==== LISTED ENTRIES ====

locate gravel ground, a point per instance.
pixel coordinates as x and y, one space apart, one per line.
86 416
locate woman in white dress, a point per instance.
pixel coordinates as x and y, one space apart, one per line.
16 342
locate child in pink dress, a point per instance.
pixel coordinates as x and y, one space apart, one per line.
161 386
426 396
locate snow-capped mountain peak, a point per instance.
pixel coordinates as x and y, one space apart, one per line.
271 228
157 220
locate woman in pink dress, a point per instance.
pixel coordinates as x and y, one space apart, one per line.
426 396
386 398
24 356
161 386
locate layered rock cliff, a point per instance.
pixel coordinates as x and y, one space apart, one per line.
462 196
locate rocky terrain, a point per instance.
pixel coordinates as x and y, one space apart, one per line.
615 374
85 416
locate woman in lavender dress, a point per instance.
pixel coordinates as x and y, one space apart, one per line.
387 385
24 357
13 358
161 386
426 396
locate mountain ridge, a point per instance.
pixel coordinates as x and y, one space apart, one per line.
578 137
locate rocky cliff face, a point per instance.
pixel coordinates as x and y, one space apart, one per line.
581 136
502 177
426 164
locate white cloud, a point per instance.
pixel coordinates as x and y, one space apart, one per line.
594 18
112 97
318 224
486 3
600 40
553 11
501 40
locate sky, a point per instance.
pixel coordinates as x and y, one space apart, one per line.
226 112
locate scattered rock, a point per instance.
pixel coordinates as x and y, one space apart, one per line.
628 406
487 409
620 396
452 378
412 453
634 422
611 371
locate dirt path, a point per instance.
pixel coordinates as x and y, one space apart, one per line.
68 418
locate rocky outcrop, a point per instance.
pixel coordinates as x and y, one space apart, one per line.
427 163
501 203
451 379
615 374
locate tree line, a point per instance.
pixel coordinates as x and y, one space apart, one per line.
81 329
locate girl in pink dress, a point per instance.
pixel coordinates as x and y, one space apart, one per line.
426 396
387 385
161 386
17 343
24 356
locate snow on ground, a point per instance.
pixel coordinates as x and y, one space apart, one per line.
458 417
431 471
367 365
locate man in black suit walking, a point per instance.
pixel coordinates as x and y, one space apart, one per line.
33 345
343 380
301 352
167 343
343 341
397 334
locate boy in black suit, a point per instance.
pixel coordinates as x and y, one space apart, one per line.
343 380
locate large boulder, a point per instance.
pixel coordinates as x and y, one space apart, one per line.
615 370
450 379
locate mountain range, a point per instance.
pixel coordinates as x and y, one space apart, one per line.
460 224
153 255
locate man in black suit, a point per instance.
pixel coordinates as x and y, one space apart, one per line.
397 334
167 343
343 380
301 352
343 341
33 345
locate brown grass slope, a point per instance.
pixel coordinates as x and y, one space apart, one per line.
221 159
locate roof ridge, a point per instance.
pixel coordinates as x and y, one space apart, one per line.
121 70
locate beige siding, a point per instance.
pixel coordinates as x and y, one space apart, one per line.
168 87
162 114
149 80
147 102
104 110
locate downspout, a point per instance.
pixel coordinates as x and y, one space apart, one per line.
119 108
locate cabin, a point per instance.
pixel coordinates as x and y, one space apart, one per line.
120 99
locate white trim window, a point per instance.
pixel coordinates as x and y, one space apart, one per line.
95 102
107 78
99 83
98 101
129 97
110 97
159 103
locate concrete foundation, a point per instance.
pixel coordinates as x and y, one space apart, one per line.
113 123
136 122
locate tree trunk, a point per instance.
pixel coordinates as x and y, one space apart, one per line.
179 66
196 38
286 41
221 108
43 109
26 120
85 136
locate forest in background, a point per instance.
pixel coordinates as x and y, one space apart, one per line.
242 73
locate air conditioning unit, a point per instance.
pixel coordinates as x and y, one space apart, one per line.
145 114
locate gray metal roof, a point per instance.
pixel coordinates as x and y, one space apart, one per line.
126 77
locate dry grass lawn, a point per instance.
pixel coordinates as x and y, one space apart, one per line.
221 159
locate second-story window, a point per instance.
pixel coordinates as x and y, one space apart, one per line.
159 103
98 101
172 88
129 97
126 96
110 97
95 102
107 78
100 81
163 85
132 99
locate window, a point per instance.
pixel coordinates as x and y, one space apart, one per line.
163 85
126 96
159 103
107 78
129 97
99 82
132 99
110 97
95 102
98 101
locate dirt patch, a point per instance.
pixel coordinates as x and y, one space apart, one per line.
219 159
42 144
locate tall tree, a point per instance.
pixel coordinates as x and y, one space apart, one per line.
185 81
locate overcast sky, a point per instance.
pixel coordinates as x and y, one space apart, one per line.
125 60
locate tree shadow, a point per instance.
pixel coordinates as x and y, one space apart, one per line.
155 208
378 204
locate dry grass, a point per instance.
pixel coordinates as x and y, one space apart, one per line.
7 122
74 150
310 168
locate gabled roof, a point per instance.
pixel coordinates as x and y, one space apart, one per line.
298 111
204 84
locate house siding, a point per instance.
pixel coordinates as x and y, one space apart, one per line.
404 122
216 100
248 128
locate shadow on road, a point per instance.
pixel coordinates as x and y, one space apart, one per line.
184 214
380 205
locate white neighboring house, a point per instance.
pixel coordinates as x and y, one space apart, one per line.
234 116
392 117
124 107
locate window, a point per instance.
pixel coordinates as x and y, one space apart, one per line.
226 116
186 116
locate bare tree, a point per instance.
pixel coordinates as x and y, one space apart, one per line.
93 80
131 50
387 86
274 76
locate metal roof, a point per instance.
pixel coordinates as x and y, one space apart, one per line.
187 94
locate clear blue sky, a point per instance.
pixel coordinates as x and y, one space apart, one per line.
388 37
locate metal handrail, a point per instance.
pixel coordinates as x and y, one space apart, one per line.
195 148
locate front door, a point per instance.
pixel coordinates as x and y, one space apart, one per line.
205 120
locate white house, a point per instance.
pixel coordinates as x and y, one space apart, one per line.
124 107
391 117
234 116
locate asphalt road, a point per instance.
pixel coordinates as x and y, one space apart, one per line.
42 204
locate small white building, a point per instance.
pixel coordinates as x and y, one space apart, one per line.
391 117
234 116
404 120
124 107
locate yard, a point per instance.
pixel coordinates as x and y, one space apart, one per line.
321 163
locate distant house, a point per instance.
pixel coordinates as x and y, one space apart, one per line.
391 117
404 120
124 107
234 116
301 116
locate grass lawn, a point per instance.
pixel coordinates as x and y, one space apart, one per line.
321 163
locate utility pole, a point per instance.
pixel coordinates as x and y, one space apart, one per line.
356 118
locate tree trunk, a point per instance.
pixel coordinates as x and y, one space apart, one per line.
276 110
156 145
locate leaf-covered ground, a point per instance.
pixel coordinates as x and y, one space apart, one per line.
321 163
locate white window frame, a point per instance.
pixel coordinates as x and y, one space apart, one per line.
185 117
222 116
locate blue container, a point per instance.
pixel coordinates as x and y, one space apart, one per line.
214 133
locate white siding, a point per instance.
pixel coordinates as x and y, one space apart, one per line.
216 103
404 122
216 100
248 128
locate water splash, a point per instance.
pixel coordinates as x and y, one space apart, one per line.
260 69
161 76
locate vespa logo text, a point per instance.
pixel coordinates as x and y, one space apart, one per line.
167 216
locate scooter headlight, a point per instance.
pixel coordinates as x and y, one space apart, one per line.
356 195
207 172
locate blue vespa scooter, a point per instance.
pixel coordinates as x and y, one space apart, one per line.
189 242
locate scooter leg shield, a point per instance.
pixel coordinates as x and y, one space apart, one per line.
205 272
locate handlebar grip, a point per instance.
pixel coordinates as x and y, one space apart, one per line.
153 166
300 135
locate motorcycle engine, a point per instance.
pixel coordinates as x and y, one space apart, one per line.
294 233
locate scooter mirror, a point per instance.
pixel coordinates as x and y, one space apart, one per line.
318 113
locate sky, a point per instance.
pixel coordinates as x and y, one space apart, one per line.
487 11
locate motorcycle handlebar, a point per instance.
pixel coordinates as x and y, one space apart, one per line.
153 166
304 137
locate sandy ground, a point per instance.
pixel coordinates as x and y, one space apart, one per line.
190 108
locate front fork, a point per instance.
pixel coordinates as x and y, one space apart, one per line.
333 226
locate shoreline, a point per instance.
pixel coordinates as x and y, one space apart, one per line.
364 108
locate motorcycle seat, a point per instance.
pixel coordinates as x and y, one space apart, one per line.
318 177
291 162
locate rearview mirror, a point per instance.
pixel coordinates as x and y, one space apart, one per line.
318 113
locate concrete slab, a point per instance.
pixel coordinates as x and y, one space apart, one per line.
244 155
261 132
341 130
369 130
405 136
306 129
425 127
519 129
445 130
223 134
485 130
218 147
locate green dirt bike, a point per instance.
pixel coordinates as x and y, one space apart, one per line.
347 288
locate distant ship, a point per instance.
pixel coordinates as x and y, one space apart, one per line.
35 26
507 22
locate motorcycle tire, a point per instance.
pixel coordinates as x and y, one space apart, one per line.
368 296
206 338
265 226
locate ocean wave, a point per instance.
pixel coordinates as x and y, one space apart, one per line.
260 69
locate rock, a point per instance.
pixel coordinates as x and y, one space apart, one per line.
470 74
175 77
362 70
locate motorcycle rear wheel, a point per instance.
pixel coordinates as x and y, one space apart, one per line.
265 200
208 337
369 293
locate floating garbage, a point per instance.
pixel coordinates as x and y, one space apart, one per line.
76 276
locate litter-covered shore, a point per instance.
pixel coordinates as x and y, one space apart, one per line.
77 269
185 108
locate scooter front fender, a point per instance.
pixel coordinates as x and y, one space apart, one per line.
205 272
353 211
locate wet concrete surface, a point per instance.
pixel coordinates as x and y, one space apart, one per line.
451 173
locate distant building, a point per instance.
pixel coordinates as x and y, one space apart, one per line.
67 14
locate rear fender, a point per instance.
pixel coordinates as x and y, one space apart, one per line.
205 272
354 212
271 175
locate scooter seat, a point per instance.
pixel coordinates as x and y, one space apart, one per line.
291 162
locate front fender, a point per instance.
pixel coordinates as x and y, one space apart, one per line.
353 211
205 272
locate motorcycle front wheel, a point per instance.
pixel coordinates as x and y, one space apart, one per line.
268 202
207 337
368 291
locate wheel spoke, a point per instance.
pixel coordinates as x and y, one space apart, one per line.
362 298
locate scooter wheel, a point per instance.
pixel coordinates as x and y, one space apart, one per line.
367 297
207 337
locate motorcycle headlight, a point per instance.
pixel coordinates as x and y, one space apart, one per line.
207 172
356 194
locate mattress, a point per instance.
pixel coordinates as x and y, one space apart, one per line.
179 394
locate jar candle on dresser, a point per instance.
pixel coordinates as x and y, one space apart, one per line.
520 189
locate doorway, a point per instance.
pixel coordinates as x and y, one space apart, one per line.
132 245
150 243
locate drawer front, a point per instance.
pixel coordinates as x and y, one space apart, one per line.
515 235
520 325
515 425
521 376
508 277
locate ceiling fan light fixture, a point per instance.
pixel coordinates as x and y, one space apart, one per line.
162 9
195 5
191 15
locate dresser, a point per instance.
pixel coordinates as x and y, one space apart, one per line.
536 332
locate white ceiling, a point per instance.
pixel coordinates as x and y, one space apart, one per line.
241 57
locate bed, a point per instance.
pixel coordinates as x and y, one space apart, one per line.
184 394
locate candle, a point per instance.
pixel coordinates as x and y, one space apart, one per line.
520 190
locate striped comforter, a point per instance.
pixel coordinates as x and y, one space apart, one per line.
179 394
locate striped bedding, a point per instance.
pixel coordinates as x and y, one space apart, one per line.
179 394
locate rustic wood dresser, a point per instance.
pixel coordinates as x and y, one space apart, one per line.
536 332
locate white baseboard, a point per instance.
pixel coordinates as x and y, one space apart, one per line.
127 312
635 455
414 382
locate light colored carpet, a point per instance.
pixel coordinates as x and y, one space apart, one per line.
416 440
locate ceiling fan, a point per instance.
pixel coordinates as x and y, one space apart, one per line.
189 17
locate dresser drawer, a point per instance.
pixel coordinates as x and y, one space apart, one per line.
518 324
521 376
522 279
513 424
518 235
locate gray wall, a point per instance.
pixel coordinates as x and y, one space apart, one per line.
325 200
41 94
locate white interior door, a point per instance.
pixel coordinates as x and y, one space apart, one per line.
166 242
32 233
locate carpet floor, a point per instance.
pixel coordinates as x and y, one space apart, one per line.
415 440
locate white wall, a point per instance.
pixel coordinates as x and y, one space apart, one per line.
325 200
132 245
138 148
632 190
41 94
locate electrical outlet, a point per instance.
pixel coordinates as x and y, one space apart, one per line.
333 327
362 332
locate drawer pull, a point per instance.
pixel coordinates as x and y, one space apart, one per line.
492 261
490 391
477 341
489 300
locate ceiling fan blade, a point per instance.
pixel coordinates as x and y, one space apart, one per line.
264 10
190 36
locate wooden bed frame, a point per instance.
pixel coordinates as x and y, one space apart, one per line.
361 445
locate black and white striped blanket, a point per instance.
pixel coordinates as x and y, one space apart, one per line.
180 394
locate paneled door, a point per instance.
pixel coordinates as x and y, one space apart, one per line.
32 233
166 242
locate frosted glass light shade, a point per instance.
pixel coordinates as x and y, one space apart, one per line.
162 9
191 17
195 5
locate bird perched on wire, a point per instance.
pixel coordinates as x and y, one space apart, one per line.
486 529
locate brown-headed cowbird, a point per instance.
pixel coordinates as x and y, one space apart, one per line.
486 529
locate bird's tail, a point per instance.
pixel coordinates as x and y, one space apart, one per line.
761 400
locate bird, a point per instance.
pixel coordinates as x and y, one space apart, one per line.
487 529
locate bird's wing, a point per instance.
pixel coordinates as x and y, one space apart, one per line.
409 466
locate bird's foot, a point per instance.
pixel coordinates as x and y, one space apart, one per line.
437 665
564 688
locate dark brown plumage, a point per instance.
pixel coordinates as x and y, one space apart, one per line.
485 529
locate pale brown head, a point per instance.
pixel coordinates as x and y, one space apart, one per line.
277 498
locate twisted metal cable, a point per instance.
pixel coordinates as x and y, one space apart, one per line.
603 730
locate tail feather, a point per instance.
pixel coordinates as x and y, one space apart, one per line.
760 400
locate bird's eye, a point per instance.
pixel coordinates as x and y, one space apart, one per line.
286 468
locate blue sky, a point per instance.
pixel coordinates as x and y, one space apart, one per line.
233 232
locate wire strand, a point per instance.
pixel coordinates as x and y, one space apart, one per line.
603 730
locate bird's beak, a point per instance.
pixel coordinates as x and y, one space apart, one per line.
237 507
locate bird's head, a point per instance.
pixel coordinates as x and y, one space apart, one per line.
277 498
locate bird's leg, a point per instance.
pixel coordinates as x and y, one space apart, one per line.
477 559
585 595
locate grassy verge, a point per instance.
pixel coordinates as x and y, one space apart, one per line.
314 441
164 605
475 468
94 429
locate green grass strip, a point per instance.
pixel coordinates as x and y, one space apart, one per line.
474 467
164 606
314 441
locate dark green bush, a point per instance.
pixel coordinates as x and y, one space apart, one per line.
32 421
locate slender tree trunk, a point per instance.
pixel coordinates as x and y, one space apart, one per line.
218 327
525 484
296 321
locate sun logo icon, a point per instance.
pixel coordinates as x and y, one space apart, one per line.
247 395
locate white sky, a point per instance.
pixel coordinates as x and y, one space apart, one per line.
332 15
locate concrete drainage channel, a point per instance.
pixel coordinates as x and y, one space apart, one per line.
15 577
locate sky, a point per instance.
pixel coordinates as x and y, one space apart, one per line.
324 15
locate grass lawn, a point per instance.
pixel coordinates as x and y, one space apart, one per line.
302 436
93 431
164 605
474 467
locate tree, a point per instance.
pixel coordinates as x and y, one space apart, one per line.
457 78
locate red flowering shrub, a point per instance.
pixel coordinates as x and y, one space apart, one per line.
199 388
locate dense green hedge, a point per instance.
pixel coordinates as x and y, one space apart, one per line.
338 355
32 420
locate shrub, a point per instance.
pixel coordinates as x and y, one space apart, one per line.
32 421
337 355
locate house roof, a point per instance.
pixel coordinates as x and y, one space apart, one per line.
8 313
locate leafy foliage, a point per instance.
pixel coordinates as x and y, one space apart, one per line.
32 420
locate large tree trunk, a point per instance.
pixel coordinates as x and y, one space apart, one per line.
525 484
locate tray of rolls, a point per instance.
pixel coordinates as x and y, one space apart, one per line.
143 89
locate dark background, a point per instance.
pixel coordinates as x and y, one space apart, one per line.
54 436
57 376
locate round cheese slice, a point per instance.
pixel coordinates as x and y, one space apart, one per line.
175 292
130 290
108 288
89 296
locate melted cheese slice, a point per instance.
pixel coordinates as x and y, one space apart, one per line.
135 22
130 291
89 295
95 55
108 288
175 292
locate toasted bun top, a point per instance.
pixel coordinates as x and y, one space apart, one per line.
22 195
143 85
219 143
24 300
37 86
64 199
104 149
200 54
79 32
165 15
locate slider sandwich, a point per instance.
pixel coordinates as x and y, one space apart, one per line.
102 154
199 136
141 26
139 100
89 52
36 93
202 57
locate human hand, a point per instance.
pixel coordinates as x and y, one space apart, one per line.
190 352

====

Locate the word "frame" in the entries, and copy every line where it is found.

locate white window frame, a point per instance.
locate wooden bed frame, a point per instance.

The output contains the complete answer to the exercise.